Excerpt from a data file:
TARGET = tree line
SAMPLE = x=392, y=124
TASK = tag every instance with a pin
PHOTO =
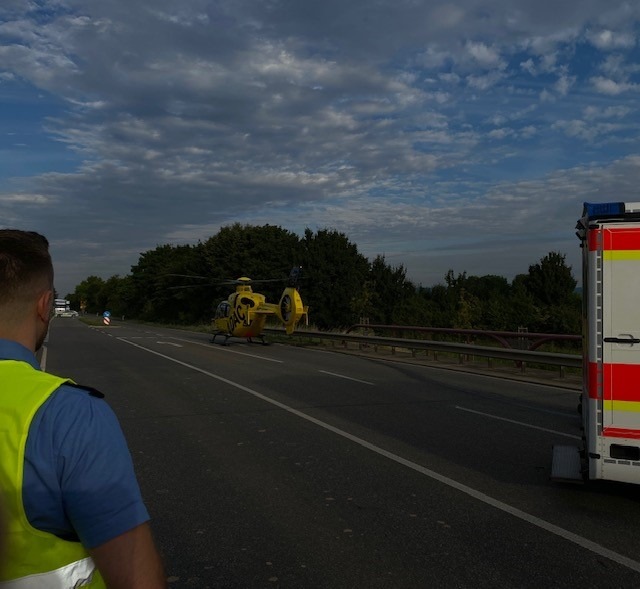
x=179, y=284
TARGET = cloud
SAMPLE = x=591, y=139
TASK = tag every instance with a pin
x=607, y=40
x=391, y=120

* * *

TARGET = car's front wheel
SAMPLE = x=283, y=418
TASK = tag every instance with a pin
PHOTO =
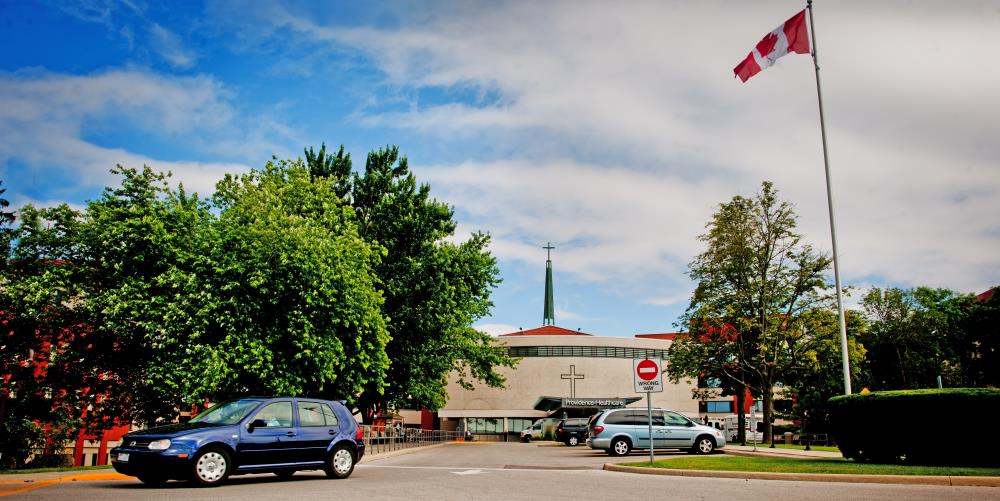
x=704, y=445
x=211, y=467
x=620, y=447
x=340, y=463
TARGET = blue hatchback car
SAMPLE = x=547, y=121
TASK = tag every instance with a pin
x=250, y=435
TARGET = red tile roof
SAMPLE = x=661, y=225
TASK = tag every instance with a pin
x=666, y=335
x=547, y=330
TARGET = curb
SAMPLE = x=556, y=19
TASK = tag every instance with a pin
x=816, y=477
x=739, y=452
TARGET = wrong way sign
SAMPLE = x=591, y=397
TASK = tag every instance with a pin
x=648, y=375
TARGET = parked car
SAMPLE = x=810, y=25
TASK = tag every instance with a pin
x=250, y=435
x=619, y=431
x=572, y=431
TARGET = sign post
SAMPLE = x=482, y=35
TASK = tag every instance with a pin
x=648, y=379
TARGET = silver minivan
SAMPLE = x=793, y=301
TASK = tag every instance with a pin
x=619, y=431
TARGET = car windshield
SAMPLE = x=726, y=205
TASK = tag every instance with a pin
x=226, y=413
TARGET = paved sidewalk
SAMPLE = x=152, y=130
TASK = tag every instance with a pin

#### Written request:
Copy every line of the records verbatim, from the line containing "TARGET = tree line" down to the line containing "x=391, y=120", with both included. Omit the pictures from your copy.

#### Final answer:
TARGET = tree line
SAMPLE = x=392, y=124
TASK = tag every instance with a pin
PHOTO =
x=179, y=284
TARGET = cloud
SAMPLE = x=591, y=139
TASK = tag every instance with a pin
x=607, y=40
x=391, y=120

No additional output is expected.